» Your objective: Transcribe all of the records, leaving out any pictures.

========

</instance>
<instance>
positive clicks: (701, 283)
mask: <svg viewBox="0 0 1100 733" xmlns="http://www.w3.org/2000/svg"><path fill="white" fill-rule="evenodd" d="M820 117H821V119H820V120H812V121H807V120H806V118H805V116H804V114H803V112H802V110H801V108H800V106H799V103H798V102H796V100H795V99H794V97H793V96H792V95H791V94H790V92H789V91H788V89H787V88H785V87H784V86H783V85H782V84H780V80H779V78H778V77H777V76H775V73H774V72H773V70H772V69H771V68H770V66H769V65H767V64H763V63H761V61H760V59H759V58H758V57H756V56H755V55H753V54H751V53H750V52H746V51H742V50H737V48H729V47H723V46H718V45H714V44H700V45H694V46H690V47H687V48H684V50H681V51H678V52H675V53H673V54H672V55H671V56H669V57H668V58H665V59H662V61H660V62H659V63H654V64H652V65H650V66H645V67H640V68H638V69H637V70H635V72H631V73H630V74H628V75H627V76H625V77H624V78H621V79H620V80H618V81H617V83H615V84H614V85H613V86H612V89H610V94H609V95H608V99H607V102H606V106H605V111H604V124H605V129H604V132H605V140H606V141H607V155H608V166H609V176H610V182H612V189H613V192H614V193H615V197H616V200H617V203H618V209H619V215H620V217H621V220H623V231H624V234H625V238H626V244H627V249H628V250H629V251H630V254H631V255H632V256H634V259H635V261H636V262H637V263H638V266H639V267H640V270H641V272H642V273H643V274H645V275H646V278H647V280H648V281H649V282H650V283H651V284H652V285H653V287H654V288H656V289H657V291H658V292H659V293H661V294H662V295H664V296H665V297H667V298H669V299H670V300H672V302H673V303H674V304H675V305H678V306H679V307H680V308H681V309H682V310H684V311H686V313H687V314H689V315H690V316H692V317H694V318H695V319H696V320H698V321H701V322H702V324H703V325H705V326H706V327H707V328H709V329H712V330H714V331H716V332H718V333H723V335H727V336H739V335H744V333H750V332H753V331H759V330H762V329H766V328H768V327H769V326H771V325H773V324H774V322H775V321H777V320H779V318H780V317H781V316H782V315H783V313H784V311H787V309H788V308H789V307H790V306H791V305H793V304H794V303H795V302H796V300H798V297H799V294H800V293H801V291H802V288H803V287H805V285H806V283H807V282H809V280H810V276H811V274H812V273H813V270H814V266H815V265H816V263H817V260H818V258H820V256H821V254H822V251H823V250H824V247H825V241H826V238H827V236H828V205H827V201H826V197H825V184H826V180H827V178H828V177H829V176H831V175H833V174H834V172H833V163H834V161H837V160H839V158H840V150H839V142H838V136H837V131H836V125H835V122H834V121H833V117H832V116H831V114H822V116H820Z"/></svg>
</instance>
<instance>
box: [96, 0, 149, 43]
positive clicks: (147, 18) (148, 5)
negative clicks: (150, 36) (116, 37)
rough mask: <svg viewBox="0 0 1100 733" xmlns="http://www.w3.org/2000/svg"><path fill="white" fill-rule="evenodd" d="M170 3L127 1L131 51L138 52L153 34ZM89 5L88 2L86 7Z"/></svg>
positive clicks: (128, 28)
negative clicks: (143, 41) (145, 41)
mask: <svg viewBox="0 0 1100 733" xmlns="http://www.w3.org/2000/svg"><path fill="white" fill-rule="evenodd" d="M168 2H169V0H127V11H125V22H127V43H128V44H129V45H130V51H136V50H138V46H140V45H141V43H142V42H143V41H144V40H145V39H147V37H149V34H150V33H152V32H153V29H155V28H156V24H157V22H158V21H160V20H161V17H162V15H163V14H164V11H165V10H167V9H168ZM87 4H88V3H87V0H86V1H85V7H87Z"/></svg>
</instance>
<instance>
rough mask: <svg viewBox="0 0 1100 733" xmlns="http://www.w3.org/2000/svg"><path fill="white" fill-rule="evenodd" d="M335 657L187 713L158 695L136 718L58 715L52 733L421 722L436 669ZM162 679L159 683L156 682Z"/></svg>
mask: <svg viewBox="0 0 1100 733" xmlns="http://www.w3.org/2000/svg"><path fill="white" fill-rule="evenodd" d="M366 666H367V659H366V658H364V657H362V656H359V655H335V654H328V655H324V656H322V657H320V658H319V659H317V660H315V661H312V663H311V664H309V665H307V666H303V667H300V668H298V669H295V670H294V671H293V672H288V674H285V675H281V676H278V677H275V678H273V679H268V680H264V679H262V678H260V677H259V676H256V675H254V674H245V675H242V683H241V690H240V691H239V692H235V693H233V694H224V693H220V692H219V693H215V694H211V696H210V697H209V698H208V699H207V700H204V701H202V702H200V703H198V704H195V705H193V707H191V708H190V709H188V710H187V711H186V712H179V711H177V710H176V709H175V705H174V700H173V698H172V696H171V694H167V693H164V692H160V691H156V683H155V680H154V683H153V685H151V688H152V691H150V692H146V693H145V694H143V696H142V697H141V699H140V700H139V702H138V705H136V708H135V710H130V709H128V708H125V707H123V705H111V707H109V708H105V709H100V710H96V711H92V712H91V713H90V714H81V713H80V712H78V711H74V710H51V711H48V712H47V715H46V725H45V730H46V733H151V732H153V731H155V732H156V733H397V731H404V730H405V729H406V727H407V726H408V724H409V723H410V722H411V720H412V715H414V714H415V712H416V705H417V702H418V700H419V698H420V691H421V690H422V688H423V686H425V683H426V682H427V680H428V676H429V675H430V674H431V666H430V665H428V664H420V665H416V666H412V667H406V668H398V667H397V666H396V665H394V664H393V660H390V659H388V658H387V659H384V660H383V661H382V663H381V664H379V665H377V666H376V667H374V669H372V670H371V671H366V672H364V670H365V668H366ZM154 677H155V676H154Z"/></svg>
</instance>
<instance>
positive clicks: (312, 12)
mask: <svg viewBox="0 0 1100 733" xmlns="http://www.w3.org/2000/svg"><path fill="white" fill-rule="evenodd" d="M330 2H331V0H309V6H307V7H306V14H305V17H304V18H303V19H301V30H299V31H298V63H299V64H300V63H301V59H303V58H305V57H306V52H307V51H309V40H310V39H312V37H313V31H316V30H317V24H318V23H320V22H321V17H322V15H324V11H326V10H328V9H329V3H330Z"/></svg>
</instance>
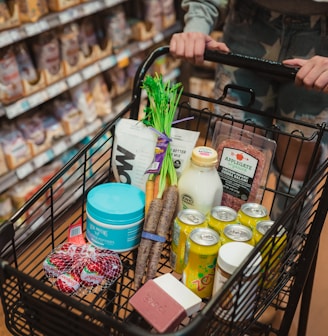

========

» Reply:
</instance>
<instance>
positive clicks: (701, 283)
mask: <svg viewBox="0 0 1100 733" xmlns="http://www.w3.org/2000/svg"><path fill="white" fill-rule="evenodd" d="M820 117H821V119H820V120H812V121H807V120H806V118H805V116H804V114H803V112H802V110H801V108H800V106H799V103H798V102H796V100H795V99H794V97H793V96H792V95H791V94H790V92H789V91H788V89H787V88H785V87H784V86H783V85H782V84H780V80H779V78H778V77H777V76H775V73H774V72H773V70H772V69H771V68H770V66H769V65H767V64H763V63H761V61H760V59H759V58H758V57H756V56H755V55H753V54H751V53H750V52H746V51H742V50H737V48H729V47H723V46H718V45H714V44H700V45H694V46H690V47H687V48H684V50H681V51H678V52H675V53H673V54H672V55H671V56H669V57H668V58H665V59H662V61H660V62H659V63H654V64H652V65H650V66H645V67H640V68H638V69H637V70H635V72H631V73H630V74H628V75H627V76H625V77H624V78H621V79H620V80H618V81H617V83H615V84H614V85H613V86H612V89H610V94H609V95H608V99H607V102H606V106H605V111H604V124H605V129H604V132H605V140H606V141H607V155H608V166H609V176H610V182H612V189H613V192H614V193H615V197H616V200H617V203H618V209H619V215H620V217H621V220H623V231H624V234H625V238H626V244H627V249H628V250H629V251H630V254H631V255H632V256H634V259H635V261H636V262H637V263H638V266H639V267H640V270H641V272H642V273H643V274H645V275H646V278H647V280H648V281H649V282H650V283H651V284H652V285H653V287H654V288H656V289H657V291H658V292H659V293H661V294H662V295H664V296H665V297H667V298H669V299H670V300H672V302H673V303H674V304H675V305H678V306H679V307H680V308H681V309H682V310H684V311H686V313H687V314H689V315H690V316H692V317H694V318H695V319H696V320H698V321H701V322H702V324H703V325H705V326H706V327H707V328H709V329H712V330H714V331H716V332H718V333H723V335H727V336H739V335H744V333H750V332H753V331H759V330H762V329H766V328H768V327H769V326H771V325H773V324H774V322H775V321H777V320H779V318H780V317H781V316H782V315H783V313H784V311H787V309H788V308H789V307H790V306H791V305H793V304H794V303H795V302H796V300H798V297H799V294H800V293H801V291H802V288H803V287H805V285H806V283H807V282H809V280H810V276H811V274H812V273H813V270H814V266H815V265H816V263H817V260H818V258H820V256H821V254H822V251H823V250H824V247H825V241H826V238H827V236H828V205H827V201H826V197H825V184H826V180H827V178H828V177H829V176H831V175H833V174H834V172H833V163H834V161H837V160H839V158H840V150H839V142H838V136H837V131H836V125H835V122H834V121H833V117H832V116H831V114H822V116H820Z"/></svg>
</instance>
<instance>
box: [96, 0, 149, 43]
positive clicks: (147, 18) (148, 5)
negative clicks: (150, 36) (116, 37)
rough mask: <svg viewBox="0 0 1100 733" xmlns="http://www.w3.org/2000/svg"><path fill="white" fill-rule="evenodd" d="M170 3L127 1L131 51L138 52L153 34ZM89 5L88 2L86 7Z"/></svg>
positive clicks: (128, 28)
negative clicks: (143, 41) (145, 41)
mask: <svg viewBox="0 0 1100 733" xmlns="http://www.w3.org/2000/svg"><path fill="white" fill-rule="evenodd" d="M168 2H169V0H127V11H125V22H127V43H128V44H129V45H130V51H136V50H138V46H140V45H141V43H142V42H143V41H144V40H145V39H147V37H149V34H150V33H152V32H153V29H155V28H156V24H157V22H158V21H160V20H161V17H162V15H163V14H164V11H165V10H167V9H168ZM87 4H88V3H87V0H86V1H85V7H87Z"/></svg>
</instance>
<instance>
rough mask: <svg viewBox="0 0 1100 733" xmlns="http://www.w3.org/2000/svg"><path fill="white" fill-rule="evenodd" d="M335 657L187 713L158 695L136 718L58 715L52 733L421 722L436 669ZM162 679L159 683L156 682Z"/></svg>
mask: <svg viewBox="0 0 1100 733" xmlns="http://www.w3.org/2000/svg"><path fill="white" fill-rule="evenodd" d="M366 666H367V659H366V658H364V657H362V656H359V655H335V654H328V655H324V656H322V657H320V658H319V659H317V660H315V661H312V663H311V664H309V665H307V666H303V667H300V668H298V669H295V670H294V671H293V672H288V674H285V675H281V676H278V677H275V678H273V679H268V680H264V679H262V678H260V677H259V676H256V675H254V674H245V675H242V683H241V690H240V691H239V692H235V693H233V694H224V693H220V692H219V693H215V694H211V696H210V697H209V698H208V699H207V700H204V701H202V702H200V703H198V704H195V705H193V707H191V708H190V709H188V710H187V711H186V712H179V711H177V710H176V709H175V705H174V700H173V698H172V696H171V694H167V693H164V692H160V691H156V683H155V680H154V683H153V685H151V688H152V691H150V692H146V693H145V694H143V696H142V697H141V699H140V700H139V702H138V705H136V708H135V710H130V709H128V708H125V707H123V705H111V707H109V708H105V709H100V710H96V711H92V712H91V713H90V714H81V713H80V712H78V711H74V710H51V711H48V712H47V715H46V725H45V730H46V733H151V732H153V731H155V732H156V733H397V731H404V730H405V729H406V727H407V726H408V724H409V723H410V722H411V720H412V715H414V714H415V712H416V705H417V702H418V700H419V698H420V691H421V690H422V688H423V686H425V683H426V682H427V680H428V676H429V675H430V674H431V666H430V665H428V664H420V665H416V666H412V667H406V668H398V667H397V666H396V665H394V664H393V660H390V659H388V658H387V659H384V660H383V661H382V663H381V664H379V665H377V666H376V667H374V669H372V670H371V671H366V672H364V670H365V668H366ZM154 677H155V676H154Z"/></svg>
</instance>
<instance>
positive clicks: (312, 12)
mask: <svg viewBox="0 0 1100 733" xmlns="http://www.w3.org/2000/svg"><path fill="white" fill-rule="evenodd" d="M330 2H331V0H309V6H307V7H306V14H305V17H304V18H303V19H301V30H299V31H298V63H299V64H300V63H301V59H303V58H305V57H306V52H307V51H309V40H310V39H312V37H313V31H316V30H317V24H318V23H320V22H321V17H322V15H324V11H326V10H328V9H329V3H330Z"/></svg>
</instance>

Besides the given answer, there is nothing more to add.